GIVEN EXERCISE ▸ Please copy the lines below word for word, starting at the line that contains "pixel 429 229." and ending at the line that contains "pixel 532 9", with both of those lines included.
#### SUPPLIED MATERIAL ####
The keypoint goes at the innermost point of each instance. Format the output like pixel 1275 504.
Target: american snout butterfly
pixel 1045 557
####
#### SUPPLIED MATERIAL ####
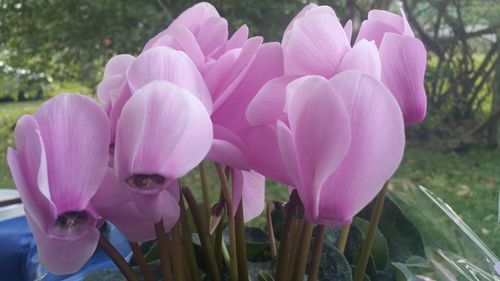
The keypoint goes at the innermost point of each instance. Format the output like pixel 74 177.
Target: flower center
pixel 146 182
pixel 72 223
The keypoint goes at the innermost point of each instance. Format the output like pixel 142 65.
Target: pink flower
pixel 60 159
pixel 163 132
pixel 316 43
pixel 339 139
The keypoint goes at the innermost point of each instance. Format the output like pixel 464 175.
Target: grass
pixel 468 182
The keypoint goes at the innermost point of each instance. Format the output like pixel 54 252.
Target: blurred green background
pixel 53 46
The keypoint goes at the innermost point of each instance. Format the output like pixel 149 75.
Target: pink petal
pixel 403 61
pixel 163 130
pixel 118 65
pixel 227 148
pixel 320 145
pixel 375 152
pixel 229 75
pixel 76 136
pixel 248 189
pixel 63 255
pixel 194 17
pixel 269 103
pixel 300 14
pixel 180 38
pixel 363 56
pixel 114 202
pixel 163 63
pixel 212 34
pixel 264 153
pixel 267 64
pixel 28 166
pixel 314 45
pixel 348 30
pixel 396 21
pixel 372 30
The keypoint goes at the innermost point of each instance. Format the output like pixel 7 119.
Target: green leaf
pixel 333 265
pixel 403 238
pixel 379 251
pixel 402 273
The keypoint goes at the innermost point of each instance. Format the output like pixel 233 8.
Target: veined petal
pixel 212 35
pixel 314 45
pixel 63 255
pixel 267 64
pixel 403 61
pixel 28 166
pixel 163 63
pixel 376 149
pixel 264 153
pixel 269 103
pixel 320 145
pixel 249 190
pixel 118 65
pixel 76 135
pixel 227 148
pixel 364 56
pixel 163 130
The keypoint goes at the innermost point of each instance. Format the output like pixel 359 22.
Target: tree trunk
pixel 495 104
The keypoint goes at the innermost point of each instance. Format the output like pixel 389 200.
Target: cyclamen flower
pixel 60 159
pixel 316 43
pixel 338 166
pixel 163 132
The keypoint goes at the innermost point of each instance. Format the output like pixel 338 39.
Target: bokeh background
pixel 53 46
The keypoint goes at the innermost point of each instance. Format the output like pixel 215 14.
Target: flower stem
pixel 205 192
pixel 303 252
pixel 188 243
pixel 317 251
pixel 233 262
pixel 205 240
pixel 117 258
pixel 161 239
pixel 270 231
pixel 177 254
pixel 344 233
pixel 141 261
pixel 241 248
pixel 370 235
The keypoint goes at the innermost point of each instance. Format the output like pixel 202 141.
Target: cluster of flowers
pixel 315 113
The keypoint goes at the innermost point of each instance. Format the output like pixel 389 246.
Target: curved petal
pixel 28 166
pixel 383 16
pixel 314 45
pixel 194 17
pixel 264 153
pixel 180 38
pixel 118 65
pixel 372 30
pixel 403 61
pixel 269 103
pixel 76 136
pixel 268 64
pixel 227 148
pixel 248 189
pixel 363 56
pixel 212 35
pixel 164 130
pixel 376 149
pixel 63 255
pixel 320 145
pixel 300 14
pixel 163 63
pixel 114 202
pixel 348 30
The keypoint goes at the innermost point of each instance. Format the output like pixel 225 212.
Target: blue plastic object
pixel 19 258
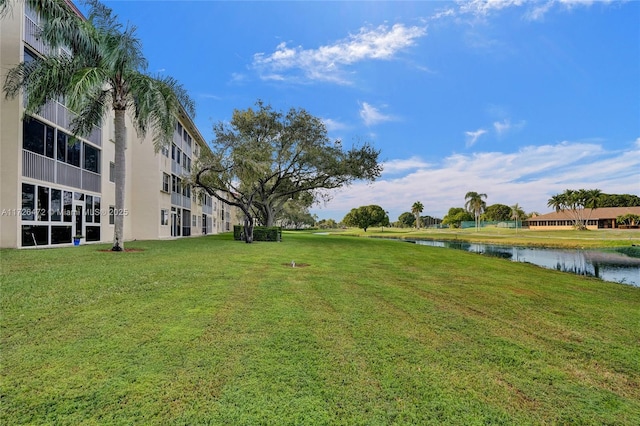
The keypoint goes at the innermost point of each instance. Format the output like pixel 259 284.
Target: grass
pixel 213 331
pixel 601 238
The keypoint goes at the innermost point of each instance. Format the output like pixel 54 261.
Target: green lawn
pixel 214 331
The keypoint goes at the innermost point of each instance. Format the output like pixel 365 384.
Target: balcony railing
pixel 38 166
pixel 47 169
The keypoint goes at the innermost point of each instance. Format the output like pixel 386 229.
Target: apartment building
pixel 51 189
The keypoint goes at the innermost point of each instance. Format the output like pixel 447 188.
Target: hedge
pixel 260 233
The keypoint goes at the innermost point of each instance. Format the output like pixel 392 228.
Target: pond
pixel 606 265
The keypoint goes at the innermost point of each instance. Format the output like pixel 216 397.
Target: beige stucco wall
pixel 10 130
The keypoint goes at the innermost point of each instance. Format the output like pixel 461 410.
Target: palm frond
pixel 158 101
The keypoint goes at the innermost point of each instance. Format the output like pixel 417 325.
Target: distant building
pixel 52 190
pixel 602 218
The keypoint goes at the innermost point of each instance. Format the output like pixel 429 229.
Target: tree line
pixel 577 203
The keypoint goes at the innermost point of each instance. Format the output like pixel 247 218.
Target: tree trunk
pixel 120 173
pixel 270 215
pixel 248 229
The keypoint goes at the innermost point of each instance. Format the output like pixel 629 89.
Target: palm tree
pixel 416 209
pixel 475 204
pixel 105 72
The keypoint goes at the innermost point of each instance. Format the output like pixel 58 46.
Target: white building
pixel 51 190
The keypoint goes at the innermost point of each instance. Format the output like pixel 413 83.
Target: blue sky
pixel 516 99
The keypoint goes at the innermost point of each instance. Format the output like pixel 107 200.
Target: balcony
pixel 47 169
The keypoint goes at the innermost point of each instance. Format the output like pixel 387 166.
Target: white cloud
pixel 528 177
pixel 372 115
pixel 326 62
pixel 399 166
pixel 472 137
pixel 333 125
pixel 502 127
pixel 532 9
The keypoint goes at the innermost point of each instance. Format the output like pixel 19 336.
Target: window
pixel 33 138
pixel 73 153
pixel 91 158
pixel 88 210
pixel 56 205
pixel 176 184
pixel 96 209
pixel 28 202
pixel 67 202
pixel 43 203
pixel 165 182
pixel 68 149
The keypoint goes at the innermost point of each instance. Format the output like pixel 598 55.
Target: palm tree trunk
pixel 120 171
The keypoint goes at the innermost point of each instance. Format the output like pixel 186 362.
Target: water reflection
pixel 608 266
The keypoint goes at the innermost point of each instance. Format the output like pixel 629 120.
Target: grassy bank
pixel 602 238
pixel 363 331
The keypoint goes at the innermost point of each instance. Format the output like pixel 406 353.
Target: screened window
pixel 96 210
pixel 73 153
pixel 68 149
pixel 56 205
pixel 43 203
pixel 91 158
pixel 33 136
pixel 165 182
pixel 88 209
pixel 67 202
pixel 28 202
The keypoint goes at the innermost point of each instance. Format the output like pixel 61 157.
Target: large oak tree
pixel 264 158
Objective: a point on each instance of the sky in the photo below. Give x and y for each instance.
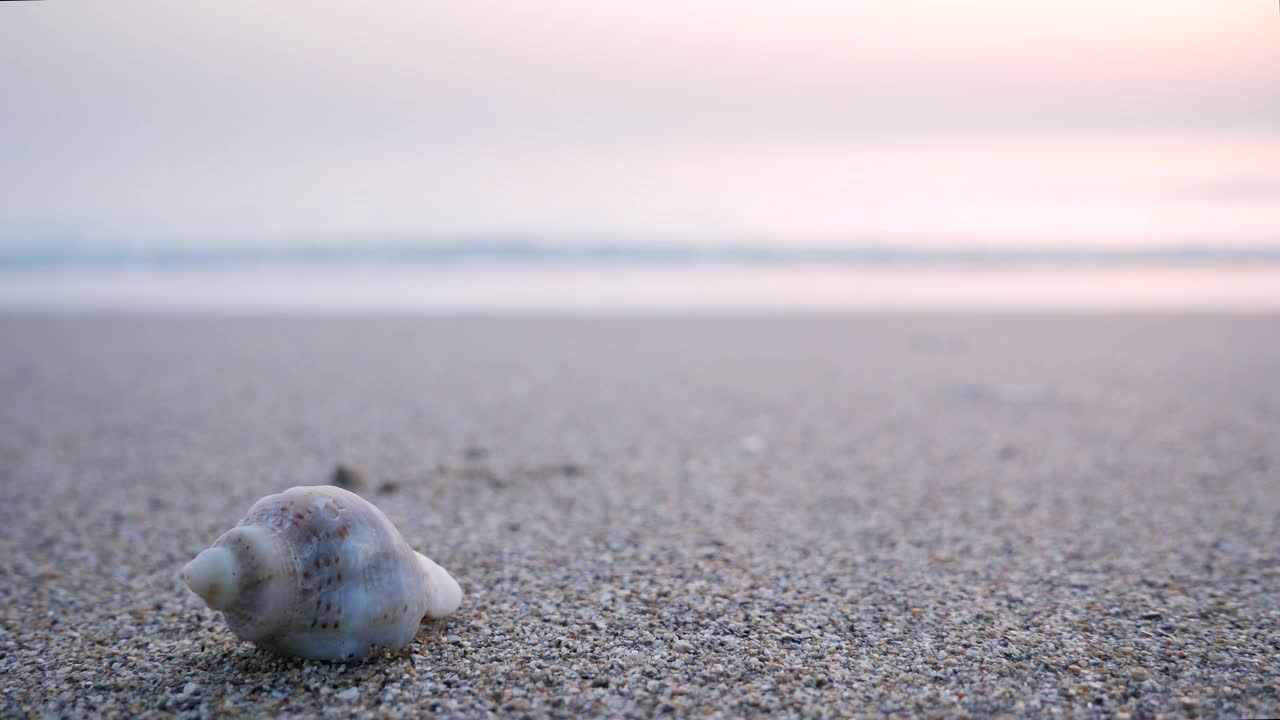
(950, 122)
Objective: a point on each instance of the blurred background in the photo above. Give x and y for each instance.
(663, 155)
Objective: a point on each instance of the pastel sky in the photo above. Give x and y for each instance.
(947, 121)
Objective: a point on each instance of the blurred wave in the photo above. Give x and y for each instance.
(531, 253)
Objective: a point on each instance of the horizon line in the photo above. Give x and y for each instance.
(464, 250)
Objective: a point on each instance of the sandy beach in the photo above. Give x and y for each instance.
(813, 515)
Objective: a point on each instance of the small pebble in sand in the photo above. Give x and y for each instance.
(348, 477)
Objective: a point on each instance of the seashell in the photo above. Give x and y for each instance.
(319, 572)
####
SOLVED EXERCISE ▸
The keypoint goes at the innermost point of each instance. Format the output like pixel 429 229.
Target: tree line
pixel 577 203
The keypoint goes at the innermost point of each instance. Format the output like pixel 247 218.
Target: tree trunk
pixel 120 173
pixel 270 215
pixel 248 229
The keypoint goes at the innermost point of each instance. Format the output like pixel 629 89.
Target: palm tree
pixel 416 209
pixel 475 204
pixel 105 72
The keypoint goes at the innermost point of each instance. Format the output like pixel 58 46.
Target: white building
pixel 51 190
The keypoint goes at the innermost point of each instance. Format the output like pixel 413 83.
Target: blue sky
pixel 516 99
The keypoint goes at the innermost point of each instance. Format the output like pixel 107 200.
Target: balcony
pixel 47 169
The keypoint goes at the innermost point of each instance. Format the output like pixel 387 166.
Target: white cloud
pixel 528 177
pixel 372 115
pixel 326 62
pixel 399 166
pixel 472 137
pixel 333 125
pixel 502 127
pixel 532 9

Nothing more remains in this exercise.